_PROBLEM DESCRIPTION_. Count the rows below whose lines contain the word "white", and give only that number.

_RECORDS TO USE_.
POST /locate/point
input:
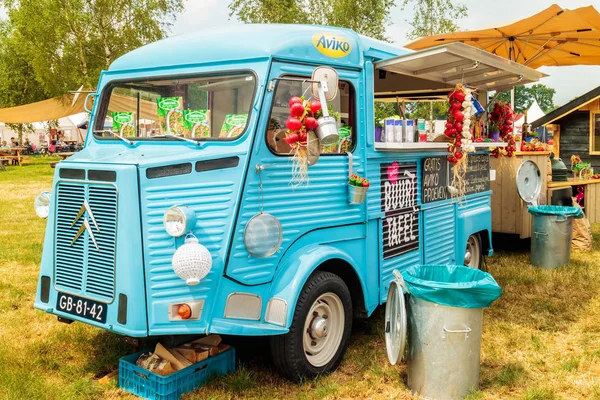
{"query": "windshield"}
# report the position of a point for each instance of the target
(208, 107)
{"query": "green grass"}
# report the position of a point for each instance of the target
(541, 339)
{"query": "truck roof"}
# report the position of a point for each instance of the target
(322, 44)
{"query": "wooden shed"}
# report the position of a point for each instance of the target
(576, 128)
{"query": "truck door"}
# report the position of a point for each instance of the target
(320, 202)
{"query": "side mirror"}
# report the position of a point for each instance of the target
(328, 79)
(326, 90)
(85, 103)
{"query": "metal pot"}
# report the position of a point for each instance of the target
(327, 130)
(357, 194)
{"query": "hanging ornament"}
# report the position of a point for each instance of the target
(192, 261)
(301, 122)
(501, 120)
(458, 125)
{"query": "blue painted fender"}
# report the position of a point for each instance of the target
(299, 266)
(473, 218)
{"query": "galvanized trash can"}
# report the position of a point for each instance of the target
(551, 226)
(444, 325)
(551, 235)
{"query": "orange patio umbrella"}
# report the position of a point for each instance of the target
(553, 37)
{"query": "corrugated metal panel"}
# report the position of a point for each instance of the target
(401, 262)
(439, 235)
(473, 203)
(213, 203)
(321, 203)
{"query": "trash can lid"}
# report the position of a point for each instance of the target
(529, 182)
(452, 285)
(564, 211)
(395, 322)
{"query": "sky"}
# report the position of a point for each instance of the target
(569, 82)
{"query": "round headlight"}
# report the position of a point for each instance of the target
(179, 220)
(41, 204)
(262, 236)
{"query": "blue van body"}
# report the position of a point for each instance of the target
(134, 279)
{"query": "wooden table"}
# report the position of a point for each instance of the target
(591, 202)
(6, 152)
(64, 155)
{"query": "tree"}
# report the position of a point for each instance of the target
(367, 17)
(525, 95)
(544, 96)
(522, 98)
(68, 42)
(434, 17)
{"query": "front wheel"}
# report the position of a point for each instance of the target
(473, 252)
(320, 329)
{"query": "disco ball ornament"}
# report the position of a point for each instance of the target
(192, 261)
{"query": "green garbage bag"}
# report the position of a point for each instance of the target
(452, 285)
(564, 211)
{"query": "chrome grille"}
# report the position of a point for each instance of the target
(81, 268)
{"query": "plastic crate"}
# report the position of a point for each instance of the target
(149, 385)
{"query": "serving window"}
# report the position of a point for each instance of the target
(342, 108)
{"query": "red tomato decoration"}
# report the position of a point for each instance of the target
(315, 106)
(296, 110)
(310, 123)
(294, 100)
(292, 138)
(458, 115)
(293, 124)
(184, 311)
(459, 96)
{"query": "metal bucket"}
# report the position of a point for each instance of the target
(357, 194)
(327, 130)
(443, 349)
(551, 240)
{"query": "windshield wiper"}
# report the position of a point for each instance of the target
(129, 142)
(196, 142)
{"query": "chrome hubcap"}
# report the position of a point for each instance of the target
(323, 329)
(318, 328)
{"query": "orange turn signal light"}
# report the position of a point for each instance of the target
(184, 311)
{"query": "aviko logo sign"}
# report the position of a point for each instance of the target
(332, 45)
(85, 225)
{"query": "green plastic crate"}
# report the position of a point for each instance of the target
(149, 385)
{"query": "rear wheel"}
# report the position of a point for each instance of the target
(473, 252)
(320, 329)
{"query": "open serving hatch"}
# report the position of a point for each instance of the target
(428, 75)
(458, 63)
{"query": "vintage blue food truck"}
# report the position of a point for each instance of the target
(196, 157)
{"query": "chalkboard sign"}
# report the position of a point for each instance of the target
(477, 178)
(437, 175)
(399, 204)
(435, 179)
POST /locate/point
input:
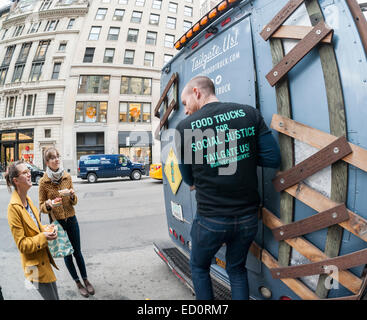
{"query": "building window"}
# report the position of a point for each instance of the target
(149, 59)
(18, 72)
(134, 85)
(94, 33)
(167, 58)
(34, 27)
(11, 103)
(94, 84)
(36, 71)
(134, 112)
(41, 50)
(24, 51)
(70, 24)
(154, 19)
(129, 56)
(151, 38)
(136, 16)
(50, 103)
(56, 71)
(4, 34)
(187, 25)
(51, 25)
(18, 31)
(101, 14)
(3, 72)
(118, 15)
(62, 46)
(132, 35)
(29, 104)
(108, 55)
(88, 55)
(45, 4)
(8, 55)
(157, 4)
(113, 33)
(188, 11)
(91, 112)
(171, 23)
(172, 7)
(169, 40)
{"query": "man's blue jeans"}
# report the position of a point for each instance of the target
(207, 236)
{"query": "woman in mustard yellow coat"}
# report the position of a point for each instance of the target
(29, 234)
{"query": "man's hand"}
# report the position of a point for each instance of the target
(72, 194)
(48, 204)
(50, 235)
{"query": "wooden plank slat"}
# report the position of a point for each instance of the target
(356, 224)
(318, 161)
(297, 33)
(171, 81)
(313, 38)
(344, 262)
(280, 18)
(317, 139)
(286, 146)
(338, 127)
(313, 223)
(360, 21)
(312, 253)
(296, 286)
(357, 296)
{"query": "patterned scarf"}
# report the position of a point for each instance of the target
(55, 176)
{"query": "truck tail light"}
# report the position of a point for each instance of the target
(228, 20)
(204, 21)
(223, 6)
(213, 13)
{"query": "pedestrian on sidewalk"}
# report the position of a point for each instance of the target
(54, 180)
(29, 234)
(227, 203)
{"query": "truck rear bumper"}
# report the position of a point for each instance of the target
(179, 263)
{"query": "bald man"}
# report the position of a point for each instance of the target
(221, 145)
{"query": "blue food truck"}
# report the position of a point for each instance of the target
(303, 65)
(93, 167)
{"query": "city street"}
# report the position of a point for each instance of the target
(119, 220)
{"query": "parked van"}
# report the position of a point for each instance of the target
(93, 167)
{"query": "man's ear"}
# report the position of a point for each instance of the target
(197, 92)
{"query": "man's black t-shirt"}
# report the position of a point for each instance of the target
(219, 142)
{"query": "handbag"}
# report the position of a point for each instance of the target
(61, 246)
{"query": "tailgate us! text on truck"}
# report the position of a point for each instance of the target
(303, 64)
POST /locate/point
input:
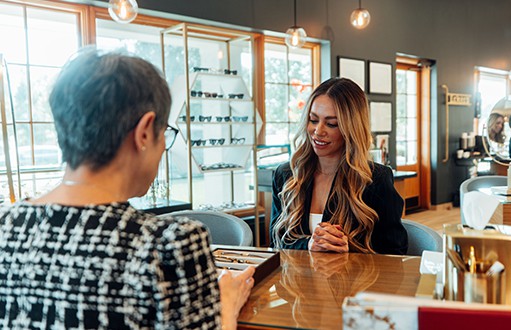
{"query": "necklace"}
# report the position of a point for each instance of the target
(326, 173)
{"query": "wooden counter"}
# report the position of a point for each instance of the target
(308, 290)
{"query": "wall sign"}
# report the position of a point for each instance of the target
(458, 99)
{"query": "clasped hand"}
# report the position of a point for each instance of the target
(328, 237)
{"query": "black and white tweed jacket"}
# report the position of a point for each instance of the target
(104, 267)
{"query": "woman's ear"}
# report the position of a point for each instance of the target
(143, 134)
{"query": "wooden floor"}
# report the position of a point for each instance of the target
(435, 219)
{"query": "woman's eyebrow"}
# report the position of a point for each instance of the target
(326, 118)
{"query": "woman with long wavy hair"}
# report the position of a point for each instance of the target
(331, 196)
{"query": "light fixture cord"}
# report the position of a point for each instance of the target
(295, 13)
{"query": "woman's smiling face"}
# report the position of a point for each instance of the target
(323, 128)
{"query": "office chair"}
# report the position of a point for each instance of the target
(421, 237)
(478, 182)
(223, 228)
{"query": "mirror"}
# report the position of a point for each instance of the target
(498, 130)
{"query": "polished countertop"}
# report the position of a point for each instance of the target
(308, 290)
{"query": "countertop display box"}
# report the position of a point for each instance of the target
(265, 261)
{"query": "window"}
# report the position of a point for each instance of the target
(289, 80)
(35, 42)
(407, 116)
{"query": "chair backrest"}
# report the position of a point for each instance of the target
(421, 237)
(478, 182)
(223, 228)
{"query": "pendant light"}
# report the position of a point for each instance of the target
(123, 11)
(295, 35)
(360, 17)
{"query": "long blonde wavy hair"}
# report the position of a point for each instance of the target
(353, 172)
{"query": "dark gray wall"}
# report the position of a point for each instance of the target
(456, 34)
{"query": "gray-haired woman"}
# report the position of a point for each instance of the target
(81, 256)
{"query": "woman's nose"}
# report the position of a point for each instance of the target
(320, 129)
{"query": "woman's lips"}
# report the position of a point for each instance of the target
(320, 143)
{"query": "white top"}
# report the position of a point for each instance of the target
(314, 220)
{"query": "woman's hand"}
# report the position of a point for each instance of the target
(328, 237)
(234, 292)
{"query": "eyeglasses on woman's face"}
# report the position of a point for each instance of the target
(170, 136)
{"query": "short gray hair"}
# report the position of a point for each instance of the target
(98, 98)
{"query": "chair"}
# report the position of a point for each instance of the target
(223, 228)
(421, 237)
(477, 183)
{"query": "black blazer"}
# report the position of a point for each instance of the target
(389, 235)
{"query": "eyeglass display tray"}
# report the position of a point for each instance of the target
(265, 261)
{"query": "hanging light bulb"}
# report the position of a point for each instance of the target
(295, 35)
(123, 11)
(360, 17)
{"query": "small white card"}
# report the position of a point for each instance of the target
(432, 262)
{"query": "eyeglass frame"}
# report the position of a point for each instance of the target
(170, 135)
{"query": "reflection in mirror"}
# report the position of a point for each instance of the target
(499, 130)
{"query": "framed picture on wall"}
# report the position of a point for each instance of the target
(353, 69)
(380, 78)
(381, 116)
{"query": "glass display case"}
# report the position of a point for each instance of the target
(212, 163)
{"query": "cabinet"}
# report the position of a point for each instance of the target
(210, 72)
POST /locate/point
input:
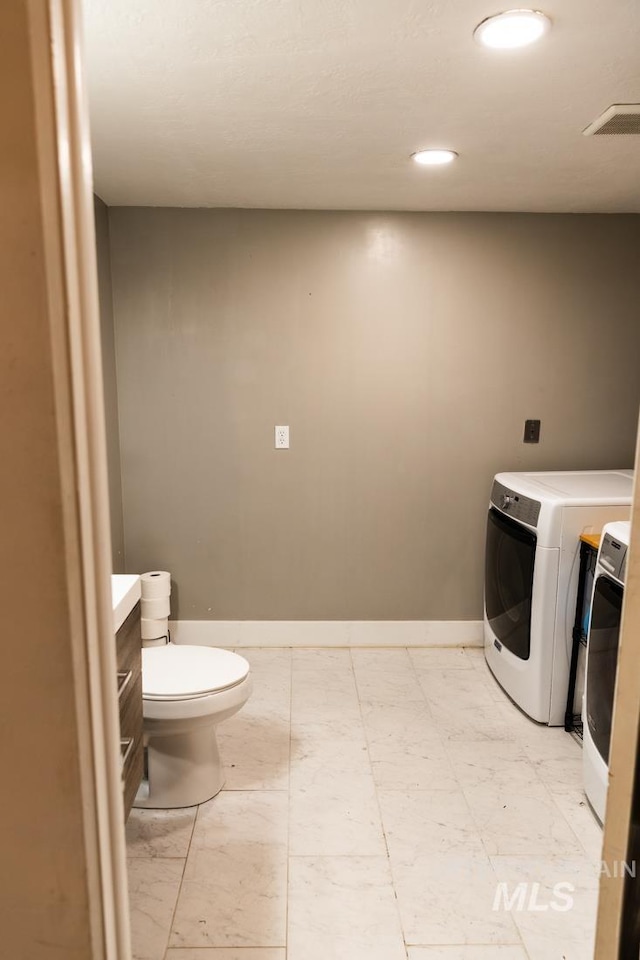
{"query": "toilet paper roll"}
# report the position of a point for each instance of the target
(155, 609)
(156, 583)
(154, 629)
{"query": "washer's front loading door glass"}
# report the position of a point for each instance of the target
(509, 564)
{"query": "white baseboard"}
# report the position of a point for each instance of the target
(328, 633)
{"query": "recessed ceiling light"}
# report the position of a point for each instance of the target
(434, 158)
(514, 28)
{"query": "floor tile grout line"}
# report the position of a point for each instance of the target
(447, 751)
(377, 794)
(288, 870)
(184, 868)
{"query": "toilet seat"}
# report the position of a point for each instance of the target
(187, 672)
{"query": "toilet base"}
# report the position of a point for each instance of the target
(181, 769)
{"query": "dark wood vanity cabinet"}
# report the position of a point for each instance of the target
(129, 658)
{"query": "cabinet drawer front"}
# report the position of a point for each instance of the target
(131, 734)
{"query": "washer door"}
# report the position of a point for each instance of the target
(508, 582)
(602, 661)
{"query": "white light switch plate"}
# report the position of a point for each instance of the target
(282, 438)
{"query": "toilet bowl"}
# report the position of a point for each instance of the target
(186, 692)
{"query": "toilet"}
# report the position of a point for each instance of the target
(186, 692)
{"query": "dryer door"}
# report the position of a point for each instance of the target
(602, 661)
(508, 582)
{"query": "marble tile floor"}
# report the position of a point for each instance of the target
(376, 803)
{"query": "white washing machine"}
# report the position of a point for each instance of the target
(531, 577)
(602, 661)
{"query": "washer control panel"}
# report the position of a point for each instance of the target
(515, 504)
(613, 556)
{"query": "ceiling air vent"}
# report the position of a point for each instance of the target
(621, 119)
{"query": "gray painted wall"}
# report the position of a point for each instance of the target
(405, 352)
(107, 334)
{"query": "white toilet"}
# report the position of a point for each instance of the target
(187, 691)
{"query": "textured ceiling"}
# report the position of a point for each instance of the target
(318, 104)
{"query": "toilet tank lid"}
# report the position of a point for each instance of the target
(178, 671)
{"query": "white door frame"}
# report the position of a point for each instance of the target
(66, 179)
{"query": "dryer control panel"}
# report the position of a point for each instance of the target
(515, 504)
(613, 557)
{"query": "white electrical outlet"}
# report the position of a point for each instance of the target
(282, 438)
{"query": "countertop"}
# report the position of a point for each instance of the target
(125, 593)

_TASK SOLUTION_. 9